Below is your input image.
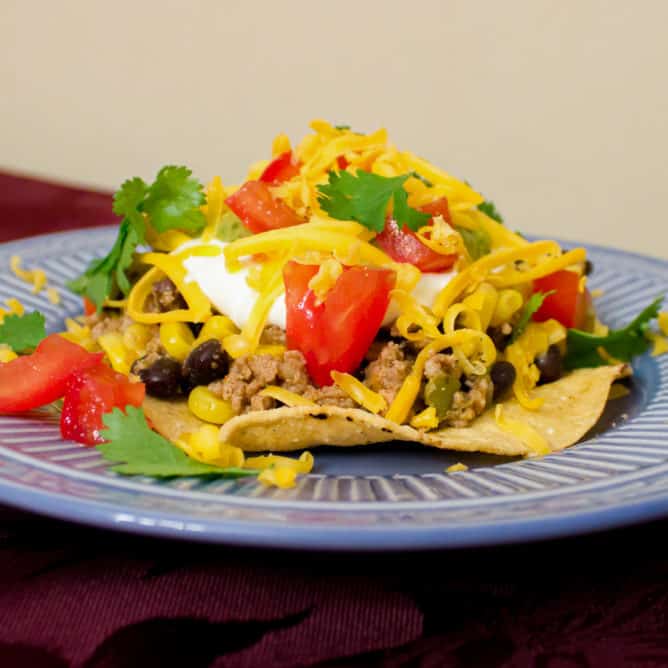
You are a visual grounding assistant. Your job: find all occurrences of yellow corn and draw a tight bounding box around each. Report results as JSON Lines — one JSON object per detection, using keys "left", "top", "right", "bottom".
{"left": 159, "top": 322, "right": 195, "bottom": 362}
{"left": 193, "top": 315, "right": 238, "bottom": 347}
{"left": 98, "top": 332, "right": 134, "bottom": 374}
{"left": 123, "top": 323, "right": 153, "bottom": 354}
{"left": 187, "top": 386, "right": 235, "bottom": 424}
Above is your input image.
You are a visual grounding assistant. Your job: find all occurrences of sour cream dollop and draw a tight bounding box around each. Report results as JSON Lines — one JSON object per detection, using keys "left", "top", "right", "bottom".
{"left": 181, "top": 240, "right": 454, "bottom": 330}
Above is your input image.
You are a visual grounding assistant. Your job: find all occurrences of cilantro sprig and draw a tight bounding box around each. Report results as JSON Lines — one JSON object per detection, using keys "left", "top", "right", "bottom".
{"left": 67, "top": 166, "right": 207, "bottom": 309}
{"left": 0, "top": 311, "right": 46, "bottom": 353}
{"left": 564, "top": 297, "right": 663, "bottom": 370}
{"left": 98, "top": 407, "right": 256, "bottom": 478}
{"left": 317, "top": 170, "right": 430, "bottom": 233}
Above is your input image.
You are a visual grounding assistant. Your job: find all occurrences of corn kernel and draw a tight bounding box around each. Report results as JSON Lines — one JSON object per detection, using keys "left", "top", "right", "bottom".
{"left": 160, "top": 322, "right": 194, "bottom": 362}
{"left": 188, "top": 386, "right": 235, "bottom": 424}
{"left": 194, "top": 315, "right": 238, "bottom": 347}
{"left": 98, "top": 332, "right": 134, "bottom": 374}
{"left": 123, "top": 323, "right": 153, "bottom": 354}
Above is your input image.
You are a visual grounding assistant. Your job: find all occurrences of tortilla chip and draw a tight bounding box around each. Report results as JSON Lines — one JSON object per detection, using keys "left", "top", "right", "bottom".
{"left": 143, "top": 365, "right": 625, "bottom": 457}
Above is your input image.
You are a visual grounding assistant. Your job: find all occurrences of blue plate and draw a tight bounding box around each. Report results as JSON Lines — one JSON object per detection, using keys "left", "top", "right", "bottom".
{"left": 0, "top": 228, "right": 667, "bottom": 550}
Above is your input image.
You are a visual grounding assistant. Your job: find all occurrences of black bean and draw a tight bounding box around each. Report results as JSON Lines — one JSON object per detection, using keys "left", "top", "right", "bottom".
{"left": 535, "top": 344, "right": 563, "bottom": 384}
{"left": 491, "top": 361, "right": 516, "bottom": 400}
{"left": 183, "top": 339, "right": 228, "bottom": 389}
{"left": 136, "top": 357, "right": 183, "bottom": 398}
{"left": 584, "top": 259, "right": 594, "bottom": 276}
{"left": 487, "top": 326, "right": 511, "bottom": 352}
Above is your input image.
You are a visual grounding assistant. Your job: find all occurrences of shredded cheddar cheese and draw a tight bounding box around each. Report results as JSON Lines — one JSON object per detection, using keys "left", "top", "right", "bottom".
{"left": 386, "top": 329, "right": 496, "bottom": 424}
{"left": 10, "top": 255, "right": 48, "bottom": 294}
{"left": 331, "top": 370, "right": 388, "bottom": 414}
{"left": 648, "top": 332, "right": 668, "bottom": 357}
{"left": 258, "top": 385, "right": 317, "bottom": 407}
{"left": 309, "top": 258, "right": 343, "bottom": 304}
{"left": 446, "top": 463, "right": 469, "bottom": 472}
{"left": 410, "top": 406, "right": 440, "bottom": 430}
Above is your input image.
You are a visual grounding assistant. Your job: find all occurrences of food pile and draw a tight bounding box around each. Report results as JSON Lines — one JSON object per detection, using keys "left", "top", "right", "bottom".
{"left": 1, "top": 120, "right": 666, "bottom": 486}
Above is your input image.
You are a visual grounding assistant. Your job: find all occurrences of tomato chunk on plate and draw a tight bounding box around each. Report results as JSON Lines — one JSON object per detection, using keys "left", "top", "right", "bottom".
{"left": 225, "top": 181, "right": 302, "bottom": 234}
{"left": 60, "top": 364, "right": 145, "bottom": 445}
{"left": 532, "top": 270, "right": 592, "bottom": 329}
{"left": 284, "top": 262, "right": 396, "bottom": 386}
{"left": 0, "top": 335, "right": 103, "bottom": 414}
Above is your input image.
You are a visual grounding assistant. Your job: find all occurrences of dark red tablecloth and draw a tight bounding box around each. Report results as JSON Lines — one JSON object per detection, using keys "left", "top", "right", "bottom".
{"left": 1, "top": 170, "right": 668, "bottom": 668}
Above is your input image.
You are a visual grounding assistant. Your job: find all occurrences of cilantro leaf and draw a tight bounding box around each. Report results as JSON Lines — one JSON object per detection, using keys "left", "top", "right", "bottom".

# [EXERCISE]
Generate a word-for-word copy of the preceding records, excluding all pictures.

# [RESPONSE BOX]
Below is your input image.
You are a visual grounding assistant. Your job: find all occurrences of yellow corn and draw a tight bounding box around each. Report results as JSON Lines — one JSON object per detection, using keys "left", "top", "right", "bottom".
{"left": 159, "top": 322, "right": 195, "bottom": 362}
{"left": 193, "top": 315, "right": 238, "bottom": 347}
{"left": 98, "top": 332, "right": 134, "bottom": 374}
{"left": 123, "top": 323, "right": 153, "bottom": 354}
{"left": 187, "top": 386, "right": 235, "bottom": 424}
Above is your input image.
You are a visual grounding assistant. Your job: find all occurrences of sour cream dollop and draw a tight bounding box around each. Report results as JSON Lines — one JSON object per detection, using keys "left", "top", "right", "bottom".
{"left": 181, "top": 240, "right": 454, "bottom": 330}
Above is your input image.
You are a visual grounding assistant. Your job: find all occurrences of cilantro sprig and draw a tight bounding box around each. Report results as JSON Lines — one JSON object per detection, using keys "left", "top", "right", "bottom".
{"left": 67, "top": 166, "right": 207, "bottom": 309}
{"left": 0, "top": 311, "right": 46, "bottom": 353}
{"left": 564, "top": 297, "right": 663, "bottom": 370}
{"left": 98, "top": 407, "right": 256, "bottom": 478}
{"left": 317, "top": 170, "right": 430, "bottom": 233}
Above is your input image.
You are a visual grounding assistant. Your job: find all occurrences of corn kernel and draw a tight bounding box around each. Report results as JSON Lines — one JSON object per detection, using keys "left", "top", "right", "bottom".
{"left": 160, "top": 322, "right": 194, "bottom": 362}
{"left": 188, "top": 386, "right": 235, "bottom": 424}
{"left": 194, "top": 315, "right": 238, "bottom": 347}
{"left": 98, "top": 332, "right": 134, "bottom": 374}
{"left": 123, "top": 323, "right": 153, "bottom": 354}
Above is your input image.
You are a visual grounding assistant. Your job: find all occurrences of tortilla chip and draw a tight bounding box around each. Report results as JSON Lines — one JSON object per detection, using keys "left", "top", "right", "bottom".
{"left": 143, "top": 365, "right": 625, "bottom": 457}
Above is your input image.
You are a visual grounding assistant. Your job: find all occurrences of blue plate and draw a tight bounding box around each. Report results as JSON Lines — one JSON object per detection, using keys "left", "top", "right", "bottom".
{"left": 0, "top": 228, "right": 667, "bottom": 550}
Above is your input image.
You are a visual grounding assistant. Your job: find all occurrences of black bean and draw a tight bounding box around each. Report results as JSON Lines — one JSON object per detection, using keys "left", "top", "right", "bottom".
{"left": 535, "top": 344, "right": 563, "bottom": 384}
{"left": 491, "top": 361, "right": 516, "bottom": 400}
{"left": 183, "top": 339, "right": 228, "bottom": 389}
{"left": 136, "top": 357, "right": 183, "bottom": 398}
{"left": 584, "top": 259, "right": 594, "bottom": 276}
{"left": 487, "top": 326, "right": 511, "bottom": 352}
Above is your input image.
You are a visual grounding assistant. Your job: find all occurrences of shredded cheddar cheese and draw a tight bounding box around each. Report results as JSON Lines — one JSON object per detection, using keys "left", "top", "right", "bottom".
{"left": 386, "top": 329, "right": 496, "bottom": 424}
{"left": 10, "top": 255, "right": 48, "bottom": 294}
{"left": 331, "top": 370, "right": 388, "bottom": 414}
{"left": 648, "top": 332, "right": 668, "bottom": 357}
{"left": 258, "top": 385, "right": 317, "bottom": 407}
{"left": 309, "top": 258, "right": 343, "bottom": 304}
{"left": 446, "top": 463, "right": 469, "bottom": 472}
{"left": 410, "top": 406, "right": 440, "bottom": 430}
Above is your input image.
You are a visual grounding assistant. Your job: find all occurrences of food pile and draw a tight bounding box around each. Report results as JSON Lines — one JSON object per detection, using keys "left", "top", "right", "bottom".
{"left": 1, "top": 120, "right": 666, "bottom": 486}
Above is your input image.
You are a visual grounding assistant. Your job: find all occurrences of tomato chunk on plate and draw a tight bounding box around each. Report results as JSON Lines — one JSON object per detection, using keys "left", "top", "right", "bottom".
{"left": 225, "top": 181, "right": 302, "bottom": 234}
{"left": 60, "top": 364, "right": 145, "bottom": 445}
{"left": 532, "top": 270, "right": 592, "bottom": 329}
{"left": 284, "top": 262, "right": 396, "bottom": 386}
{"left": 0, "top": 335, "right": 103, "bottom": 414}
Above is your input image.
You are a visual grounding assistant. Your job: find all occurrences of dark red tablecloth and draw a tight bounding box around each. Report results as JSON Lines — one JSON object per detection, using keys "left", "top", "right", "bottom".
{"left": 1, "top": 170, "right": 668, "bottom": 668}
Above is your input image.
You are a visual grounding assistant. Your job: find all occurrences of cilantro leaf and draw a tight bounding box around each. Report results as JSON Lines — one JSON object per detection, using keys "left", "top", "right", "bottom".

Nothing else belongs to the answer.